(Items listed in a dataset)
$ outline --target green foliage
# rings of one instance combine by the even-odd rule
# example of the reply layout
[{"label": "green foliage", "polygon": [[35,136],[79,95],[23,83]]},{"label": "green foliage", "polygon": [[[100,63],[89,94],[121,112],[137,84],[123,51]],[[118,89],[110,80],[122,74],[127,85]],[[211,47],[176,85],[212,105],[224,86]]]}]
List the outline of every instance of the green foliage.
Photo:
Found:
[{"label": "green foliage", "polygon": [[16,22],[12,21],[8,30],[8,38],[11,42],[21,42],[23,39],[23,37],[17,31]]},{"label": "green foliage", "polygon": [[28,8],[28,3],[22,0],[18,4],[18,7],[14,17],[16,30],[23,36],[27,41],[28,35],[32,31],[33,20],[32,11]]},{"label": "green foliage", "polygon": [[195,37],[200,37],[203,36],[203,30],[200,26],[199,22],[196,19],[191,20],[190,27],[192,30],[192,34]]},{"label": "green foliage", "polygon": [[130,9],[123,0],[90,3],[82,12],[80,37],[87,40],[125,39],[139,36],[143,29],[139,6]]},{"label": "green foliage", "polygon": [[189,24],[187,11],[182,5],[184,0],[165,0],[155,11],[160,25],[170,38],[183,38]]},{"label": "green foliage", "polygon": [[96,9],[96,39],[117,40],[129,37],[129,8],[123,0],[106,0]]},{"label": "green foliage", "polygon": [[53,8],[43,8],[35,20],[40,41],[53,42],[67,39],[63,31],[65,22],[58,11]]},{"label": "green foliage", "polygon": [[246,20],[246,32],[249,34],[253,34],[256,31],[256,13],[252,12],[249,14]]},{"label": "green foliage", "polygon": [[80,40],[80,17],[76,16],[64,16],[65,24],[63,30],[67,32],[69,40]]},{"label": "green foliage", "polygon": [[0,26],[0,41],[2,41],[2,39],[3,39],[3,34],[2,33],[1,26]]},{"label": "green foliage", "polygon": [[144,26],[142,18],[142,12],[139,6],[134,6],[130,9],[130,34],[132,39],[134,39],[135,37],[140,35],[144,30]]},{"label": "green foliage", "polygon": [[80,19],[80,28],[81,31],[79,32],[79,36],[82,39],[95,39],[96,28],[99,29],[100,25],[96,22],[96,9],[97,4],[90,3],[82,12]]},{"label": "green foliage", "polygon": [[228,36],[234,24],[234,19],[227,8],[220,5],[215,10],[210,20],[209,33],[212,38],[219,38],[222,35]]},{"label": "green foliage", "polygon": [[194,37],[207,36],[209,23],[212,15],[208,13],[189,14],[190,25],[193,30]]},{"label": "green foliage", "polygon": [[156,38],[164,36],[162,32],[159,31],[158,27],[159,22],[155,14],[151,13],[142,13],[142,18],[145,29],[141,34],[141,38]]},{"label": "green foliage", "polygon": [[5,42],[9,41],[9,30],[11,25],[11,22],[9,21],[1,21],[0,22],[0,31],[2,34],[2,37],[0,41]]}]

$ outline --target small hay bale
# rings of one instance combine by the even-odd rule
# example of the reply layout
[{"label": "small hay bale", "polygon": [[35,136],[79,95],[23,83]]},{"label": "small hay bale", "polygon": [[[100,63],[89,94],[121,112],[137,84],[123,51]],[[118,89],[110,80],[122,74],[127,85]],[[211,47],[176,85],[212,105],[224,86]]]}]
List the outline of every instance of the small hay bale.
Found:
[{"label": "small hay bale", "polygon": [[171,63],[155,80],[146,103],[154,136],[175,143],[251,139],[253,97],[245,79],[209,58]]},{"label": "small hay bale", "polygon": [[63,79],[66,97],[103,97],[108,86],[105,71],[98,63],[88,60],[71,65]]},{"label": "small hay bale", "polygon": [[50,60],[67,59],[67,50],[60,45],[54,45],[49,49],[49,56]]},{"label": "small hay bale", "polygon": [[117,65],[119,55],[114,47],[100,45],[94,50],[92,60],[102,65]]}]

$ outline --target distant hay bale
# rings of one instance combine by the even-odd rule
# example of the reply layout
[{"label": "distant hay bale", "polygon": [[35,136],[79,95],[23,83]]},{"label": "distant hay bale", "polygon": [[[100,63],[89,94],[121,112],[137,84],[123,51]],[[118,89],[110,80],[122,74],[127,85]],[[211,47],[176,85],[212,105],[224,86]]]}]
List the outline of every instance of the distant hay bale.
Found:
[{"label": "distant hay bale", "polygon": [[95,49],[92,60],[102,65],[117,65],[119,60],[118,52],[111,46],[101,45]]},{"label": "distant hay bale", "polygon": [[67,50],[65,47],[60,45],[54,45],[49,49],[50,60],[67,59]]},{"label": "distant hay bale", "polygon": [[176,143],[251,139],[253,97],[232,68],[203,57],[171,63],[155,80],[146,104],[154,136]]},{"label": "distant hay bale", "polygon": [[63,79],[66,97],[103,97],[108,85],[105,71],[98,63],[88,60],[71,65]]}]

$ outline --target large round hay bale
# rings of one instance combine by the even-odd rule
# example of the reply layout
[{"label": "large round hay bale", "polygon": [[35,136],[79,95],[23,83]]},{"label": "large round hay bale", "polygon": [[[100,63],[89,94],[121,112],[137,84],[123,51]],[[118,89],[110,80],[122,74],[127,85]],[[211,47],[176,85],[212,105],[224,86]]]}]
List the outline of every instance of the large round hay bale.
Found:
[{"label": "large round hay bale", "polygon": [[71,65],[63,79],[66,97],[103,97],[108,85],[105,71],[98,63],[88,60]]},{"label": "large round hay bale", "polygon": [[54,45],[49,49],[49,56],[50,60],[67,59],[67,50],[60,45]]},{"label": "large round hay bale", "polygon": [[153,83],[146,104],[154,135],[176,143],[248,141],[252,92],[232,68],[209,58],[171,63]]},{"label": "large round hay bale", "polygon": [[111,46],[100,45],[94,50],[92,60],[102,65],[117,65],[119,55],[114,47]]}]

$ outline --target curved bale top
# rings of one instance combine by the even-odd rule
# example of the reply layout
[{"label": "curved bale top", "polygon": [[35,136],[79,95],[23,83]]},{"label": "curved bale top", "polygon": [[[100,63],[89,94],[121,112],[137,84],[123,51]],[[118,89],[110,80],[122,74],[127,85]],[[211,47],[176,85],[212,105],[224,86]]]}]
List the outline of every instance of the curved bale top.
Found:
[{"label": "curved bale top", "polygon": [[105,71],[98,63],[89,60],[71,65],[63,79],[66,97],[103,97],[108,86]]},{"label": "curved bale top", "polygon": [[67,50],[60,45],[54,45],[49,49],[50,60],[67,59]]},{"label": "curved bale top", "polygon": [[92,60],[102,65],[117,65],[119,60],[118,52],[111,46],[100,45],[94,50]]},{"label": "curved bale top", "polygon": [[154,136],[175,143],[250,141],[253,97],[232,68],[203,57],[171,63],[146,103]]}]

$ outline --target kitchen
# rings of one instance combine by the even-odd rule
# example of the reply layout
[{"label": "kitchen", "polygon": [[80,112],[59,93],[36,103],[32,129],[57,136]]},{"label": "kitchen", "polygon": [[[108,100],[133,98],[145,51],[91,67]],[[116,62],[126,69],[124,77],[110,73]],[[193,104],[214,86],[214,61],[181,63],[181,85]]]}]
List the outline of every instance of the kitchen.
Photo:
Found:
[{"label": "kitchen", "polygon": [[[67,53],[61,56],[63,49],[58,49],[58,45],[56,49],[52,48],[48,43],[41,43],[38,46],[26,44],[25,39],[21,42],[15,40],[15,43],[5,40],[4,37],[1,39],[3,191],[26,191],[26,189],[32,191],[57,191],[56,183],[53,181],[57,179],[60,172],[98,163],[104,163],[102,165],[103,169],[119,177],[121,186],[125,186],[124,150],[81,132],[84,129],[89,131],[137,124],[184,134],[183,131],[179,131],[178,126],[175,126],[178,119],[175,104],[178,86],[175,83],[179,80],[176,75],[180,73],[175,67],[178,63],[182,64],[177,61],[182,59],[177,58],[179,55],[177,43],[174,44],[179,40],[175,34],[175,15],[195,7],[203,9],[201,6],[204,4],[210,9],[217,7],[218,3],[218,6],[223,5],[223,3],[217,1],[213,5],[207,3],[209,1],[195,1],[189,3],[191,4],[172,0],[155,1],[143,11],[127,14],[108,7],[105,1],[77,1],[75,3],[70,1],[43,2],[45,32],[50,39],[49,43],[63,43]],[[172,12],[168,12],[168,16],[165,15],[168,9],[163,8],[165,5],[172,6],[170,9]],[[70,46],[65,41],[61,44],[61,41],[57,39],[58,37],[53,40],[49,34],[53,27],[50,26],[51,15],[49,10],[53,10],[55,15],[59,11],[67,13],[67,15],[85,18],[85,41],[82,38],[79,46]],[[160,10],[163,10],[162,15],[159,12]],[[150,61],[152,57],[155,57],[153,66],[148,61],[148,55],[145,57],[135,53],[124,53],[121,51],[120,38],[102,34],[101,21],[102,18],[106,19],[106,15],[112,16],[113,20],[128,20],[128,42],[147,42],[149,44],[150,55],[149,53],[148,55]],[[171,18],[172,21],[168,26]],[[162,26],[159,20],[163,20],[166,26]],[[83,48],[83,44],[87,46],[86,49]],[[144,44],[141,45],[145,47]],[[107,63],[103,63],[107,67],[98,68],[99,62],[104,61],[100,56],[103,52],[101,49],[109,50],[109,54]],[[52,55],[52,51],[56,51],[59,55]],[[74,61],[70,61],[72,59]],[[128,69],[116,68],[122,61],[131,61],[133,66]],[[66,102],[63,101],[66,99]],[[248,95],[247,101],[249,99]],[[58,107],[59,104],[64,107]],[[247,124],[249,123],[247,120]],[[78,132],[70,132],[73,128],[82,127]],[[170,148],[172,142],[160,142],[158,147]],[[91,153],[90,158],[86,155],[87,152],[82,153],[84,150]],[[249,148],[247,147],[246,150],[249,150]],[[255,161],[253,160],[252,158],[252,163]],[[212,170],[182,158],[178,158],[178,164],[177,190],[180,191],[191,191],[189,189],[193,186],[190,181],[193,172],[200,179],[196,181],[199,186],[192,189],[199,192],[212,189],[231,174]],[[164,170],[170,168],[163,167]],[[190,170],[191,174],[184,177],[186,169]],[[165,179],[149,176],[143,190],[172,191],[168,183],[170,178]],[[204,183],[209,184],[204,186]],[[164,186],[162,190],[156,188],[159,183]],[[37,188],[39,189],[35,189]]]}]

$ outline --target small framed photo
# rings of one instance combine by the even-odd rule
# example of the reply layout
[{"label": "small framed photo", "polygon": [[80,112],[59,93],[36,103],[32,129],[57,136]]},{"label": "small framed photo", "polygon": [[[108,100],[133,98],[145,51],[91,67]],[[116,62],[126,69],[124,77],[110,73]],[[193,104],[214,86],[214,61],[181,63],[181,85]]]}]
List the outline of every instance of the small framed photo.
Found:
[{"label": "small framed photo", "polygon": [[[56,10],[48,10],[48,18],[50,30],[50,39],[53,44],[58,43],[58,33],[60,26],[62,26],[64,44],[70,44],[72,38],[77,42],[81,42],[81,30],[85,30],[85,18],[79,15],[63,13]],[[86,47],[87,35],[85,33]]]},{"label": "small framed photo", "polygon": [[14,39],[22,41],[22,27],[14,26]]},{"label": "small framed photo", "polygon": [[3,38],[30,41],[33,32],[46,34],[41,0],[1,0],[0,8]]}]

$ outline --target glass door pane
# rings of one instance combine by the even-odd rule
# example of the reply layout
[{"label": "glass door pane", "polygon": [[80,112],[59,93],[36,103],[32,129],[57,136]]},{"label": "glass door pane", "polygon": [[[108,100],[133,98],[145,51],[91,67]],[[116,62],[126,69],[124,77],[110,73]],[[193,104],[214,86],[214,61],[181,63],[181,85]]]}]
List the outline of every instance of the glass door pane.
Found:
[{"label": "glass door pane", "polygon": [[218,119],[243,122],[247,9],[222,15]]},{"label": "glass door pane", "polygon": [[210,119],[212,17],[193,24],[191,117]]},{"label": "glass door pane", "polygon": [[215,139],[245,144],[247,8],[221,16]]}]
--
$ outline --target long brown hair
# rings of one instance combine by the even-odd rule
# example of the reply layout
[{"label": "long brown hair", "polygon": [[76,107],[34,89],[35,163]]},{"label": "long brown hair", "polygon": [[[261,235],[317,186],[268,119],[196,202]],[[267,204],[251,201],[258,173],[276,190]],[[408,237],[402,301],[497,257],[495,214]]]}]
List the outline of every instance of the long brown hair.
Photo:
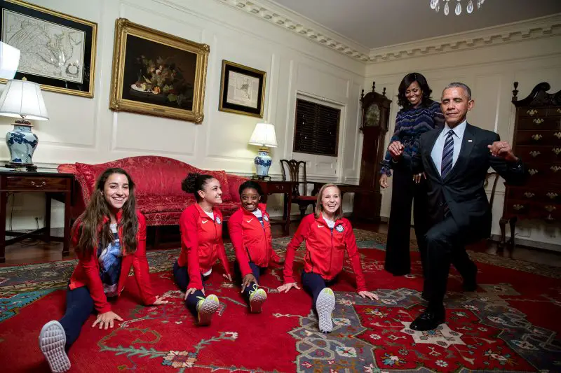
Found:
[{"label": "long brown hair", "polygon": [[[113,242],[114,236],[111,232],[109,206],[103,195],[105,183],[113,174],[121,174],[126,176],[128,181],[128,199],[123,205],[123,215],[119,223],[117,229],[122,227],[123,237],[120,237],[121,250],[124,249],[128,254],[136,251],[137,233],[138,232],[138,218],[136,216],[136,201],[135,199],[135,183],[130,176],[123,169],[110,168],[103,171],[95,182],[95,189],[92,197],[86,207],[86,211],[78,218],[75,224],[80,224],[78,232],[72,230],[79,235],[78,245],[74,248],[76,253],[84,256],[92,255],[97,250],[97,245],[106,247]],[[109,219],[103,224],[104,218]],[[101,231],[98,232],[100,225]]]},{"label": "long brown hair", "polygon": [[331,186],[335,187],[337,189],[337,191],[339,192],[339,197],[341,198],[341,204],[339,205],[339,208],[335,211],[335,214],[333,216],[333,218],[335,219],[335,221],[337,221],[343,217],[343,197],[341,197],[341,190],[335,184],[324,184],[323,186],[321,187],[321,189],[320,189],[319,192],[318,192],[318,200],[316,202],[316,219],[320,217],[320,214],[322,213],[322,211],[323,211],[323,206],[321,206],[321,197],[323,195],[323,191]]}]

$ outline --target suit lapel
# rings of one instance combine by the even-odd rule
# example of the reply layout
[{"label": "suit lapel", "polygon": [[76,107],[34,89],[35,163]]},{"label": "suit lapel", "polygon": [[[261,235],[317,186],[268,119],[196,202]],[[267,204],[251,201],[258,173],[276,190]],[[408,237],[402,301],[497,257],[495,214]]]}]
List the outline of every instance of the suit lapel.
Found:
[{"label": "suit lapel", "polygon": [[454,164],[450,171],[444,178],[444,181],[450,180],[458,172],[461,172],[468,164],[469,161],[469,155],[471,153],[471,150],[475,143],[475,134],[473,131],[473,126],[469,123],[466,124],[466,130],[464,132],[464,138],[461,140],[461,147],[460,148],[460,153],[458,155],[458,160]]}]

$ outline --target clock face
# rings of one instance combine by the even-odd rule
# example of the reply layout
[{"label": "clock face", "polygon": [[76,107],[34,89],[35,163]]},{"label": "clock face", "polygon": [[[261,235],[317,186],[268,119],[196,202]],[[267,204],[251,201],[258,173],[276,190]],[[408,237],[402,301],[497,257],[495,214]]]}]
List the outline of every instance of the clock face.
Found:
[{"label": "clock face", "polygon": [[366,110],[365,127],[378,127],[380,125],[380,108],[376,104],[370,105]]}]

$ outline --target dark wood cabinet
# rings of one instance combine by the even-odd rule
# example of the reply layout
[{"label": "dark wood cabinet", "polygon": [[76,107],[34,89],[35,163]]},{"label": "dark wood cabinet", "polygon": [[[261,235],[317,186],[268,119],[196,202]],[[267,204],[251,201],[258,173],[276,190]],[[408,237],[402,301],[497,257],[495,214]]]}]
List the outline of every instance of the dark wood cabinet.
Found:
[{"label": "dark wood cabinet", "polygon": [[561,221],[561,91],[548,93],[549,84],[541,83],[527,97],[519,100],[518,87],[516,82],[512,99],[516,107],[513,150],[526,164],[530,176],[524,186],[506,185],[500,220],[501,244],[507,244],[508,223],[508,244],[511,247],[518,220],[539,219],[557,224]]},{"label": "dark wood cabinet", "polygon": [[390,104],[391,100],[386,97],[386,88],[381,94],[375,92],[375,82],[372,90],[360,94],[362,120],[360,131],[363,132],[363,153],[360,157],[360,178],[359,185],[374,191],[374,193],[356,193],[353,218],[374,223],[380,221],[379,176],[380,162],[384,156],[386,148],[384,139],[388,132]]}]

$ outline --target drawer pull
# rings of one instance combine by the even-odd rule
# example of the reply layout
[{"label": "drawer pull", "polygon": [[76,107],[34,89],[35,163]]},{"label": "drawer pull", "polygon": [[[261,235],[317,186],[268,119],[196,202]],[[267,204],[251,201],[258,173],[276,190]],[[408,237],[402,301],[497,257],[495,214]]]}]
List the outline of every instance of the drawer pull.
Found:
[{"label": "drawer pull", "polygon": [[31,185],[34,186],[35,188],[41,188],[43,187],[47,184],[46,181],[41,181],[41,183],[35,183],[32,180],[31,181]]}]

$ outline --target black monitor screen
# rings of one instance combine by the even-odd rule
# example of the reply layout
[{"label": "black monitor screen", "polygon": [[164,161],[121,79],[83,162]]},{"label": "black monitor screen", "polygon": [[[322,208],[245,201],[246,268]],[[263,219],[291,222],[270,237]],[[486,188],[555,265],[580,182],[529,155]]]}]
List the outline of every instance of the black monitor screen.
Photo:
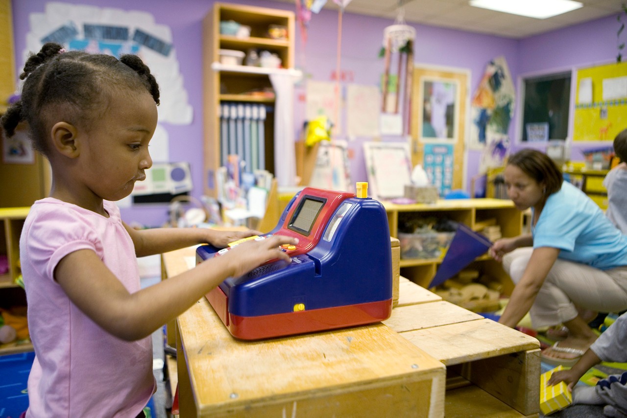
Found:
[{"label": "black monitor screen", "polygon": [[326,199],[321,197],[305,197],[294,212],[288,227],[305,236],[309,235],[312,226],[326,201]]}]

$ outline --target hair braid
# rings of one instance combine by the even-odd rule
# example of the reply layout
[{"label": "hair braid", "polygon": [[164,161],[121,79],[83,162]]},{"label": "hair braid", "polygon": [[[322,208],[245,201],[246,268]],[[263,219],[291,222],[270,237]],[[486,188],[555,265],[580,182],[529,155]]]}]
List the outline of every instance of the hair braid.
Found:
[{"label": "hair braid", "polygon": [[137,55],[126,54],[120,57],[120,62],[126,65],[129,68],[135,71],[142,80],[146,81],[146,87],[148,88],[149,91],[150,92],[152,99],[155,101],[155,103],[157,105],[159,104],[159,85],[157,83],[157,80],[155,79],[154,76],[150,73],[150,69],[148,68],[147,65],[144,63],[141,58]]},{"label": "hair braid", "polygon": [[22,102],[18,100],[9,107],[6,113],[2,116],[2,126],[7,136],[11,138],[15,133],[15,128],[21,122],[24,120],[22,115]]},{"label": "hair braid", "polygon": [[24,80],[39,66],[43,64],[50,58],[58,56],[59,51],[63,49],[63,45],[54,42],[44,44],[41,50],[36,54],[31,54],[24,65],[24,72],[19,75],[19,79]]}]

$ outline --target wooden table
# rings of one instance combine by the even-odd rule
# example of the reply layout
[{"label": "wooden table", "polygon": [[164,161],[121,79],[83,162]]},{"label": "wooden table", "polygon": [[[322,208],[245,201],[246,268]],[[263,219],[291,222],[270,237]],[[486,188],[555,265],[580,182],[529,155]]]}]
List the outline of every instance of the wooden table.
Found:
==
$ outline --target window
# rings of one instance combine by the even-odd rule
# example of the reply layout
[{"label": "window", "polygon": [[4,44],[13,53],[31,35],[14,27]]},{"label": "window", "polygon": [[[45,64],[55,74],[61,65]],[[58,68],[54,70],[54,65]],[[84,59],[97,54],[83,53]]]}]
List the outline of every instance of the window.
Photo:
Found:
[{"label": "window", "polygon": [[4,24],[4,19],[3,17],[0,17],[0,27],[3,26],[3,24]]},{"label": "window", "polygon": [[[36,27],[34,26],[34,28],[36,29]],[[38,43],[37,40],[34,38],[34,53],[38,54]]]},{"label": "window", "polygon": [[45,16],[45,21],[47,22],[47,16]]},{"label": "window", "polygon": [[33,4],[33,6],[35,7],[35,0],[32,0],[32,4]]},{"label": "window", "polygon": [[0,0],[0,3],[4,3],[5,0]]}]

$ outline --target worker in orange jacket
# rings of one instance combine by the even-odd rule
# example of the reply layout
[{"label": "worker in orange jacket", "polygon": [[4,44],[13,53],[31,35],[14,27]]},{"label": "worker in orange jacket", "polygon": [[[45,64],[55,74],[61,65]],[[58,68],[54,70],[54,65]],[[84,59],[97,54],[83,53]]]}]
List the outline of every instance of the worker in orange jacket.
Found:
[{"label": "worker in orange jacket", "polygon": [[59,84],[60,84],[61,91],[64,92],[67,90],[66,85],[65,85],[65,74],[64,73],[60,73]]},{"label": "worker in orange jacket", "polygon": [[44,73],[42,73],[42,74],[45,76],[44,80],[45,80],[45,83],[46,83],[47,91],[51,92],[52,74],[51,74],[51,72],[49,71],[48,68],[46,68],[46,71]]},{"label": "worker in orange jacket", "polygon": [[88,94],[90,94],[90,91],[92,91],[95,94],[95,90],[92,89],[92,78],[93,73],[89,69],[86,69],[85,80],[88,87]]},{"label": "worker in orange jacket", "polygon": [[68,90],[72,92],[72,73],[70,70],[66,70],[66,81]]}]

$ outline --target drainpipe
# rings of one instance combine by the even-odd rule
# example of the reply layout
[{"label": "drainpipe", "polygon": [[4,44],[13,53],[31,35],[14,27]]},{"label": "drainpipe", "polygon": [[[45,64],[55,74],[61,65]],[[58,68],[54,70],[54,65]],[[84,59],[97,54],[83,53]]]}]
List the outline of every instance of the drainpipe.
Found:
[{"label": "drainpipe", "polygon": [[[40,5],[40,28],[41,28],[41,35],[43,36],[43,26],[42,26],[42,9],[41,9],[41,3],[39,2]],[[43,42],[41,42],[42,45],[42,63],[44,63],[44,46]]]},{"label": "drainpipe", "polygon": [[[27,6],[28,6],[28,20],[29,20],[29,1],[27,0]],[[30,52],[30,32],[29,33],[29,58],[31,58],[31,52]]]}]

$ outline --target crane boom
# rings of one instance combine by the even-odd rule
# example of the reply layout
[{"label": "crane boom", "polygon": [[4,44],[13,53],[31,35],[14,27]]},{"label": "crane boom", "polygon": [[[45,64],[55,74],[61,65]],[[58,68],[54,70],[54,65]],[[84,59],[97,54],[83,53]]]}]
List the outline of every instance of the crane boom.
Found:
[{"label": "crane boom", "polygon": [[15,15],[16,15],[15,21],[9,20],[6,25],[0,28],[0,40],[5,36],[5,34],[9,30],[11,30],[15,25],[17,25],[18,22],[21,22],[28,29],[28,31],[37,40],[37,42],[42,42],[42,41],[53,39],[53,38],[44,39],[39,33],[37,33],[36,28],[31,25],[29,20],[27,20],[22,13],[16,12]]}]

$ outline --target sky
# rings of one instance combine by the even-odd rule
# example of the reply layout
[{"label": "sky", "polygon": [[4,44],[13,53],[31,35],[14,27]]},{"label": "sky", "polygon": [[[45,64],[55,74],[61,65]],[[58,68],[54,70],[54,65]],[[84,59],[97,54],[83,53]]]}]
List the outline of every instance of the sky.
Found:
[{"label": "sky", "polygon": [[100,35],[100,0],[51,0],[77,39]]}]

### Instructions for the task
Locate each line of the items above that contains the word "wooden", and copy every such line.

### Solution
$ outline --target wooden table
[{"label": "wooden table", "polygon": [[164,161],[121,79],[83,162]]},{"label": "wooden table", "polygon": [[[322,208],[245,201],[246,268]],[[263,219],[291,222],[270,237]],[[486,188],[555,265],[580,182],[529,155]]]}]
List the outline of every instance of the wooden table.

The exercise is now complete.